WHAT NEEDS TO BE DONE:
Filter the entries for the word "below". Copy each line in which it occurs.

PROVIDED ENTRIES:
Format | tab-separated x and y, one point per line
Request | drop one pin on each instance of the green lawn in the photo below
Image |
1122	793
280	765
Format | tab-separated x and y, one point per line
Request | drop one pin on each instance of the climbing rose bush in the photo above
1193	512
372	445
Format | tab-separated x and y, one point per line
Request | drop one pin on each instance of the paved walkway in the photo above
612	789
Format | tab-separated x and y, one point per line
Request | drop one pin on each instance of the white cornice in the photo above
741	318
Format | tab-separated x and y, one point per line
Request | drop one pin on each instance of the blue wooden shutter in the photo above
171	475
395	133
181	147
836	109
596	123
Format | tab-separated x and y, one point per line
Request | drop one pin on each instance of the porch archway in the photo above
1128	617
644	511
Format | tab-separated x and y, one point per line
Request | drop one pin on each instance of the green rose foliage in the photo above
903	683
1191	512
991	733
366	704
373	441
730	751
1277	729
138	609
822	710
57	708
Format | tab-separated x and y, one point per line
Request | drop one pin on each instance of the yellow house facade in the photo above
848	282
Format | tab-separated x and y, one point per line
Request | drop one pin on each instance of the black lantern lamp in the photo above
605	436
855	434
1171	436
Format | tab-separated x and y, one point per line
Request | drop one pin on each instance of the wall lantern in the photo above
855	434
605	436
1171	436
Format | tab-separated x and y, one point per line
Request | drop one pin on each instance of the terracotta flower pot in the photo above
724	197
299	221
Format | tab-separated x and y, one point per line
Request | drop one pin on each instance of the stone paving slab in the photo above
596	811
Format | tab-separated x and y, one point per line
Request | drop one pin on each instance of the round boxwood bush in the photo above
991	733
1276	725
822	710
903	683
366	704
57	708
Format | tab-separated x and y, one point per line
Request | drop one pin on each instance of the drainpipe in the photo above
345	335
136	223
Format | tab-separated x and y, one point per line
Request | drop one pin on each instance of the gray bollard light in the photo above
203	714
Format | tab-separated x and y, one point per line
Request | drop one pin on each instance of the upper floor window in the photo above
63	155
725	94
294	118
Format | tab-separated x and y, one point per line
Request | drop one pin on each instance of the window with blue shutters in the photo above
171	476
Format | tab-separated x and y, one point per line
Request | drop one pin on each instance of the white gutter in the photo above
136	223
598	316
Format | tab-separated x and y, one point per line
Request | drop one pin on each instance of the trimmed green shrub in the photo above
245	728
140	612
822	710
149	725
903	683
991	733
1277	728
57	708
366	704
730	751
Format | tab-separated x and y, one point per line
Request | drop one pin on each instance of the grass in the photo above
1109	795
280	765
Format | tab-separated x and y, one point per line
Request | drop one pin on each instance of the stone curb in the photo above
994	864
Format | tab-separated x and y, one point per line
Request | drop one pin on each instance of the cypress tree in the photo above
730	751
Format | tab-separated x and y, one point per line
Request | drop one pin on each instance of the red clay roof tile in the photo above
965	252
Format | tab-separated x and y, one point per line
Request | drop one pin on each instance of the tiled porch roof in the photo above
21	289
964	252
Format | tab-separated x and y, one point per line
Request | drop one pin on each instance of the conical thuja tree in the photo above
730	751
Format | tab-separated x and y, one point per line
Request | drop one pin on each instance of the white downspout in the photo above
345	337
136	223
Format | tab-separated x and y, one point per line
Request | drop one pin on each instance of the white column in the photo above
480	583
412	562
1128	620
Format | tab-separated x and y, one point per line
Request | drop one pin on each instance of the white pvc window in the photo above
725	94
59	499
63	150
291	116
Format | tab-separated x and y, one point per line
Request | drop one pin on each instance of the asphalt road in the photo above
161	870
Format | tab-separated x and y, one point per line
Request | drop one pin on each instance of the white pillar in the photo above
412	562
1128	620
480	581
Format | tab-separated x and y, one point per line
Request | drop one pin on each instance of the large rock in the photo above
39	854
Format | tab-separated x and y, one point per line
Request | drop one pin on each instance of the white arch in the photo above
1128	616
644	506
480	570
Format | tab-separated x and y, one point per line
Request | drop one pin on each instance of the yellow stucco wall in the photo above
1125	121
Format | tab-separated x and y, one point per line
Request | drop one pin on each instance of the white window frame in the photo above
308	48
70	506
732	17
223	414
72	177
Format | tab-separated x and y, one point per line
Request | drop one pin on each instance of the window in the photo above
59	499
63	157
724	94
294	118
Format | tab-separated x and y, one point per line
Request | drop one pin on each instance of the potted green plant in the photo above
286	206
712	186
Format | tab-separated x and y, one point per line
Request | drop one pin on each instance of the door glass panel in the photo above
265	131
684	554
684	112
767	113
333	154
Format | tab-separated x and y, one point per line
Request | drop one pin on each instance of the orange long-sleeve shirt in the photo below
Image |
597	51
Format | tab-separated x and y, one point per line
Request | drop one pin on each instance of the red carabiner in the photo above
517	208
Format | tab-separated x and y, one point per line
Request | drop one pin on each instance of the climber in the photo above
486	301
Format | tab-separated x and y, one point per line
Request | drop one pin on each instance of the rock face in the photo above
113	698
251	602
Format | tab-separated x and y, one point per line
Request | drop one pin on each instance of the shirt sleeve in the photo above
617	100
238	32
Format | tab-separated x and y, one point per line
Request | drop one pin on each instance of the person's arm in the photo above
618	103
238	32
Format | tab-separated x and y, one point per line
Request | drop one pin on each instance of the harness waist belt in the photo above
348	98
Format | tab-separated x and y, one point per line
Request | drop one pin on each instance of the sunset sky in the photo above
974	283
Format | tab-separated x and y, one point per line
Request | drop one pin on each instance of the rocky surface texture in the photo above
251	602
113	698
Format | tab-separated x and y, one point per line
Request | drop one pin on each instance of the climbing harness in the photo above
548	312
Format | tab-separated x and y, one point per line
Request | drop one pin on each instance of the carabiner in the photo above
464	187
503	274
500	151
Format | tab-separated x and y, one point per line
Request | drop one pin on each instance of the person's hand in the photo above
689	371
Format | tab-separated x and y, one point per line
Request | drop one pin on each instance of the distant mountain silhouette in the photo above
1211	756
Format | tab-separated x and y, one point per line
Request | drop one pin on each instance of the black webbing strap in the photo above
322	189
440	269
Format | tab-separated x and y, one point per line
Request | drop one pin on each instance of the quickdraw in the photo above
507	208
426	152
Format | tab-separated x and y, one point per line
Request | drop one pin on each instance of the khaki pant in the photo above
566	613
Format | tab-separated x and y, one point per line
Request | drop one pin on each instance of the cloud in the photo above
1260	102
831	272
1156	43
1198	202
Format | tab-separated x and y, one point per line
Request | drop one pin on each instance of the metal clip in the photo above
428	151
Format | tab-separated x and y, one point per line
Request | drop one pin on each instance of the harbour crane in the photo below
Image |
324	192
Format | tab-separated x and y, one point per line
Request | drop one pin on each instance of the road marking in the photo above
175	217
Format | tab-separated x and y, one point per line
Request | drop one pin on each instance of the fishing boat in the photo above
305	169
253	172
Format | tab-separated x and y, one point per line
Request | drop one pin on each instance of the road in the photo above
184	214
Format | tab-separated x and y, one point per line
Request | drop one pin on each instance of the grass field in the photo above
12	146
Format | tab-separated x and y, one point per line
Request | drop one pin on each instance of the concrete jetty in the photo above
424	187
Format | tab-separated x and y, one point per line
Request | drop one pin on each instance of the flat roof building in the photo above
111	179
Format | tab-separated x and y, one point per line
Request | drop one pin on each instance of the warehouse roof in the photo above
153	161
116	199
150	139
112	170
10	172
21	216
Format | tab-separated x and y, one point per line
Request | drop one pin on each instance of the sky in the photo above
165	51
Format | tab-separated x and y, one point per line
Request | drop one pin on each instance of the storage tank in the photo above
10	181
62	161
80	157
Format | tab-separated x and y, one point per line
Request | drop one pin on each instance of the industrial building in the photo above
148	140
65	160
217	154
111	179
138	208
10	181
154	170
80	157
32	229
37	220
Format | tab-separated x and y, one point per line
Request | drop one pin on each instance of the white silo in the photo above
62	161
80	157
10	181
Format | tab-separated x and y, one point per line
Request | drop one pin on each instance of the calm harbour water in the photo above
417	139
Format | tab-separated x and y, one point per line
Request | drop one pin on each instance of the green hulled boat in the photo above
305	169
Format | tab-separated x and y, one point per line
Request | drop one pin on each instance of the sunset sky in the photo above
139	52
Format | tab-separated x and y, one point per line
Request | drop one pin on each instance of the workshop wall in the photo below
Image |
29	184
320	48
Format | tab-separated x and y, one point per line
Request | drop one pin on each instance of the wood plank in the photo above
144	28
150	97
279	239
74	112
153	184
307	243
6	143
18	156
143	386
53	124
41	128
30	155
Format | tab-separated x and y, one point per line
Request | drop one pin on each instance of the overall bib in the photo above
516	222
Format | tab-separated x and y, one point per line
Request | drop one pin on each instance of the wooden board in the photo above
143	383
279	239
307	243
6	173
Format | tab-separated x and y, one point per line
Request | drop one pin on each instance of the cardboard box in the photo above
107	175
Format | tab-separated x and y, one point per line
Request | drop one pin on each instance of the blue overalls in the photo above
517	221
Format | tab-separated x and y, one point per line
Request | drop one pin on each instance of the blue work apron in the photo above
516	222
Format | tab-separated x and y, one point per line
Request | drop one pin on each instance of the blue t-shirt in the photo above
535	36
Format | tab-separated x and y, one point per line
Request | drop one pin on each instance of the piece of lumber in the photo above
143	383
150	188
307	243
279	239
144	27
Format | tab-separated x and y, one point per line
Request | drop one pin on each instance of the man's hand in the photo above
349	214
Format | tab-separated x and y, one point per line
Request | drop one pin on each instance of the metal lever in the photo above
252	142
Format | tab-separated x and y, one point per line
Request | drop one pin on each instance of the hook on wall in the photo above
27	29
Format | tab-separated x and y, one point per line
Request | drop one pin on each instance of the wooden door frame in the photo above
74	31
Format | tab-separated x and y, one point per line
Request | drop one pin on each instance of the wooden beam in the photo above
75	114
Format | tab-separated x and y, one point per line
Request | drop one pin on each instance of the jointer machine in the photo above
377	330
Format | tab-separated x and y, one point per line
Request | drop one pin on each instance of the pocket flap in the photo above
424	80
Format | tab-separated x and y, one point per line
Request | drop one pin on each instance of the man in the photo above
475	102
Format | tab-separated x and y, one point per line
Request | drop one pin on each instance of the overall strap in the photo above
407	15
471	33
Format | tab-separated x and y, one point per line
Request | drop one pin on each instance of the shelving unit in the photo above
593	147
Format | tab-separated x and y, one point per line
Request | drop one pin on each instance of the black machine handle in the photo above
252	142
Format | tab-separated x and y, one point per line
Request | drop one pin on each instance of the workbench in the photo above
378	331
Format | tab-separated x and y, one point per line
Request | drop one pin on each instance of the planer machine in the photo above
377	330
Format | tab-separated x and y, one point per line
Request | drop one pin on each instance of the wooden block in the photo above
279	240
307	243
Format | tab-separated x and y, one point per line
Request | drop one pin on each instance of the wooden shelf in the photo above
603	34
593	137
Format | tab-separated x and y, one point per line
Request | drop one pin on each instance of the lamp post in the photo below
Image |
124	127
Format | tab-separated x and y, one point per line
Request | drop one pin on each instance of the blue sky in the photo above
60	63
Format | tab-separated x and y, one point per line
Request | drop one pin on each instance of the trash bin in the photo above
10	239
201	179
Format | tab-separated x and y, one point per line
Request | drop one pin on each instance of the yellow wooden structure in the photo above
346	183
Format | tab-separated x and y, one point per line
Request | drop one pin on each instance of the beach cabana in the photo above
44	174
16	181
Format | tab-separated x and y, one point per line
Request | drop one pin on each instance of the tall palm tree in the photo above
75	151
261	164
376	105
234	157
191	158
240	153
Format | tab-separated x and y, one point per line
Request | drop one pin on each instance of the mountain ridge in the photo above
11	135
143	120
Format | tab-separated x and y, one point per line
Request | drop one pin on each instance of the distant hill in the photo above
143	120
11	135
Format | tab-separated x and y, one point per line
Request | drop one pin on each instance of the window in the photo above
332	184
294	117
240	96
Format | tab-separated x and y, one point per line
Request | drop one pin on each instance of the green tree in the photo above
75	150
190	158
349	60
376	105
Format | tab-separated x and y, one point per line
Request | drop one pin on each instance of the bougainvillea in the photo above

OUTPUT OF THE TASK:
Request | drop one pin on each instance of the green lawn in the photo below
Request | drop one pin on each instance of the orange long-sleeve shirt in the photo below
Request | drop one pin on each instance of the harbour crane in the photo below
Request | drop one pin on each instance of the workshop wall in the photo below
Request | drop one pin on each instance of the lamp post in the photo below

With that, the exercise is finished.